• [GOALS]:
1. In the passage on data science automation, what share of their time does Melvin Greer say data scientists spend on prep work?
2. Please reproduce the passage on data science automation starting at "The commodification of" and ending at "or artificial-intelligence systems.".

• [EXTRACT PROVIDED]:
—————
Melvin Greer, chief data scientist for the Americas at Intel, has observed that data scientists spend about 85% of their time doing prep work.  Solutions like AWS Sagemaker or Google AutoML, radically change the role of the data scientist by taking on the heavy lifting required to build, train, and deploy machine learning (ML) models quickly, making these capabilities simpler and allowing developers with limited machine learning expertise to implement high-quality models specific to their company’s business needs.

The role of humans
For the last few years, we have been reading news stories about the data scientist shortage. In reality, those headlines might be overblown. While it’s true that there’s a great demand for this talent, and students are actively pursuing this field in the hopes of capitalizing on a lucrative career, as APIs increasingly get more sophisticated, fewer businesses will need to rely on (and want to pay for) the traditional (and expensive) data scientist skillset.

That role, the kind with a Ph.D., is starting to morph because anyone with access to an API can take on tasks that were once handled exclusively by data scientists and attain the same results. A data engineer who builds the data pipeline will no longer need to work with data scientists; they will just need to have access to an API. While the job of the data scientist won’t become obsolete, this level of automation will allow them to focus on higher-value and less technical work, such as helping companies identify new opportunities to grow the business, defining business problems, and figuring out how they can make the best use of the data they have. This move to automation will also likely prompt a return by data scientists to academia and the pursuit of academic research initiatives. 

The future of data science: Machine scale vs. human scale
With the era of big data, the demand for employees who could work with new tools and scale of data became paramount. And while companies have ramped up, they have come to the realization that the increasing demand for data, the amount of data that is being generated, and the ability to achieve strategic outcomes with that data, surpasses human scale.

The commodification of the data science layer, however, has now moved the battle to the data layer itself. Businesses are now looking for ways to access unique data to feed into their machine-learning or artificial-intelligence systems.

As these systems become more robust, humans will rely on them more. Meanwhile, as we are already seeing, businesses are recasting themselves as data companies — where companies like Allstate are no longer characterized as an insurer, but rather a “customer-centric data company.”  The motivation is there for many more companies to become data-driven and given the sheer volume of data, automation of the capabilities of data scientists is inevitable.

Gartner had predicted that by 2020, more than 40% of data science tasks would be automated.  While we aren’t quite there yet, as businesses make the leap from big data to AI, and automation becomes increasingly sophisticated — with every major cloud vendor already investing in some type of Auto ML initiative — fewer organizations will need the traditional data scientist, and data engineers will be able to harness the power of a Ph.D. through APIs.
—————
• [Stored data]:
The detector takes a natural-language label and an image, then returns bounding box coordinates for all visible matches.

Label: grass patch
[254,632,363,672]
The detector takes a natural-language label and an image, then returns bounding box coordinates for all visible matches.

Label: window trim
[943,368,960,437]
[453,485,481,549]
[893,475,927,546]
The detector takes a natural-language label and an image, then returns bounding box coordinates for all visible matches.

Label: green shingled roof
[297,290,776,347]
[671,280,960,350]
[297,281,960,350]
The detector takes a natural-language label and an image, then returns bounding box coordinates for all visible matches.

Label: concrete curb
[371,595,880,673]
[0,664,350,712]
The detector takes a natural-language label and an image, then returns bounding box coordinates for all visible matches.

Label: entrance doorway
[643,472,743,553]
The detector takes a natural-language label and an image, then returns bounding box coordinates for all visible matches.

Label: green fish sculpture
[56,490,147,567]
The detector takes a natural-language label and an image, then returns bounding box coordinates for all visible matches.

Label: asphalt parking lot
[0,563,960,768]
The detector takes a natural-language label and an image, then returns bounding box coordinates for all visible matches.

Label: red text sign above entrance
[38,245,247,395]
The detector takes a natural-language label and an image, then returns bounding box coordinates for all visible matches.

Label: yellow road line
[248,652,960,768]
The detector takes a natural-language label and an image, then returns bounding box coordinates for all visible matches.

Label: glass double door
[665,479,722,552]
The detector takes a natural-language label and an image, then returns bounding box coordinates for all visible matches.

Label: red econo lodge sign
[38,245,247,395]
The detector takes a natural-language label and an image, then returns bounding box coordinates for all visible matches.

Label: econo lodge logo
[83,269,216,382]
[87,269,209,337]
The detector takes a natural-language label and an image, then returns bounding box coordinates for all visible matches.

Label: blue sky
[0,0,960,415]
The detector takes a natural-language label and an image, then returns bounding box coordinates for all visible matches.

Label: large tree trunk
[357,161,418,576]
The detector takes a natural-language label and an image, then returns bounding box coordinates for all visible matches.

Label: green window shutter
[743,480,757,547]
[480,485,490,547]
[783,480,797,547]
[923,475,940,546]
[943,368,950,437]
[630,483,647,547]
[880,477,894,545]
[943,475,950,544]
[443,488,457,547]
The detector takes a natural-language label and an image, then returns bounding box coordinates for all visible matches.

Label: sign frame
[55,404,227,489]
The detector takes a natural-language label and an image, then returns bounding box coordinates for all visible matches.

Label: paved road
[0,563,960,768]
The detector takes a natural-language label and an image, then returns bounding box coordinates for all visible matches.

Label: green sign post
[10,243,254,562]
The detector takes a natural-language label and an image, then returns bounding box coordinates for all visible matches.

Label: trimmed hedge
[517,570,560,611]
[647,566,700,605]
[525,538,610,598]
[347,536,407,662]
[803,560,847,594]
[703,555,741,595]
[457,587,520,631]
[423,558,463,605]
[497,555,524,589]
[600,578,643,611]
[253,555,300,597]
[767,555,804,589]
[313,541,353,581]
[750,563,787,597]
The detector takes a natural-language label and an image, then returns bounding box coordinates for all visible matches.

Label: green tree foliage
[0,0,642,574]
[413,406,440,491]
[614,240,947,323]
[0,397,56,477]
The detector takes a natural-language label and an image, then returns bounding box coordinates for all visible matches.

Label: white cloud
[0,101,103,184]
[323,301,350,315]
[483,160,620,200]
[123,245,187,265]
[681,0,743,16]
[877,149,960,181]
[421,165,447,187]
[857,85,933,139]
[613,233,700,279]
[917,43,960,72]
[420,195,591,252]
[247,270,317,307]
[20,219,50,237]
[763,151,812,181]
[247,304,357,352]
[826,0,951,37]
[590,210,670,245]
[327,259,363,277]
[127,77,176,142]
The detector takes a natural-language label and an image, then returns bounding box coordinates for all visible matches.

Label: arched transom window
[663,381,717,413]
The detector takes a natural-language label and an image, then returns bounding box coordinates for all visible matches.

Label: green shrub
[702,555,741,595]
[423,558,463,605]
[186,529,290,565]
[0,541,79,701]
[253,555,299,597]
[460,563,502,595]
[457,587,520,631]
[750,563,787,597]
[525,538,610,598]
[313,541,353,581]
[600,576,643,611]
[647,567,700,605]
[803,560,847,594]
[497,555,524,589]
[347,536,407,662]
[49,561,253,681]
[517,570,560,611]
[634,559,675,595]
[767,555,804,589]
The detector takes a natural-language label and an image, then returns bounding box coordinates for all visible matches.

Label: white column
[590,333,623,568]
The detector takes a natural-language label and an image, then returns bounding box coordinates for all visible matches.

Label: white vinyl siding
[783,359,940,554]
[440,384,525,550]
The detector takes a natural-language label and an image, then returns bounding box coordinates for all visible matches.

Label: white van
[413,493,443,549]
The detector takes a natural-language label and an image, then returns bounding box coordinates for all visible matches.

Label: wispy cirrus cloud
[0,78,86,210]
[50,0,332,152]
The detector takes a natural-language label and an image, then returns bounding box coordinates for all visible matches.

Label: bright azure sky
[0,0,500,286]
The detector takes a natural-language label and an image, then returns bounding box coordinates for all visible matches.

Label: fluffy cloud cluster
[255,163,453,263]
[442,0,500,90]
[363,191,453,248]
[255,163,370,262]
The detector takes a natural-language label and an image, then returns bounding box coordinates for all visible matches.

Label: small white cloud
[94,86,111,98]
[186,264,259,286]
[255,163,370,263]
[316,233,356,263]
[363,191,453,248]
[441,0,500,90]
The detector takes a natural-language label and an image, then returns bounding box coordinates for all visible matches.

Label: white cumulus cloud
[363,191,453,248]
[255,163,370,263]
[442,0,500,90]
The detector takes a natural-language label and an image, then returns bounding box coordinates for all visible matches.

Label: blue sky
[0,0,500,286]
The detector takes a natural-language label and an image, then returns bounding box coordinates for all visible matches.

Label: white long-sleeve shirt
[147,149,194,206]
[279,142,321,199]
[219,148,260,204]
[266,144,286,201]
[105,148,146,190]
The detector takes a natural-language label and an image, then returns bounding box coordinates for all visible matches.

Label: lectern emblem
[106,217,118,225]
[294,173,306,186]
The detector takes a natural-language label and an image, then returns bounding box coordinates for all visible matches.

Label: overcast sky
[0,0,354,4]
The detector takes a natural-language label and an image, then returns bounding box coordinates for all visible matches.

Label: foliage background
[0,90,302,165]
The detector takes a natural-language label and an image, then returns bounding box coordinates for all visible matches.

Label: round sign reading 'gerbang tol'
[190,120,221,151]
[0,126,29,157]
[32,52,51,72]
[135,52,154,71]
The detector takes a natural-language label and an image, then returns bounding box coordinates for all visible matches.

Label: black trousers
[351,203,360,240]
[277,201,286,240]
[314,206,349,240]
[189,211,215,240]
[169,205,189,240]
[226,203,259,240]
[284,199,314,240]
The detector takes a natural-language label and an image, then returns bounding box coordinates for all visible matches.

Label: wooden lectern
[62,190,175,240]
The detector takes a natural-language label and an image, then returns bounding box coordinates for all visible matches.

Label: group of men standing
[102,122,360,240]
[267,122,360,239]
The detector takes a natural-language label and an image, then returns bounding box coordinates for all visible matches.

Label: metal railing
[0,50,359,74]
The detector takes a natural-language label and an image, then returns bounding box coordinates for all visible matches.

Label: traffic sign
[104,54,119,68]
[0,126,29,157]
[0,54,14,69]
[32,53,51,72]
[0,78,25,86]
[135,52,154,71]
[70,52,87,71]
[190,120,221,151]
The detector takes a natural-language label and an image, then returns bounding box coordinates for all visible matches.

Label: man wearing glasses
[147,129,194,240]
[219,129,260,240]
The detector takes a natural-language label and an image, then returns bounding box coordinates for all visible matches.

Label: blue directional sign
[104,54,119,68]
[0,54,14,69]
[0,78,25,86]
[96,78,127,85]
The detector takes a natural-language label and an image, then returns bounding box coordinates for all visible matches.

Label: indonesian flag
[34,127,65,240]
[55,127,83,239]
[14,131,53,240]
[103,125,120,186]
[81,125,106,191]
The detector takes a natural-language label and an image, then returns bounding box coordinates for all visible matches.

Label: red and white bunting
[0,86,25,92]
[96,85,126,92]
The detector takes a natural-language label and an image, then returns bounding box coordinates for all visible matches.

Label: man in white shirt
—————
• [WRITTEN ANSWERS]:
1. About 85%

2.
The commodification of the data science layer, however, has now moved the battle to the data layer itself. Businesses are now looking for ways to access unique data to feed into their machine-learning or artificial-intelligence systems.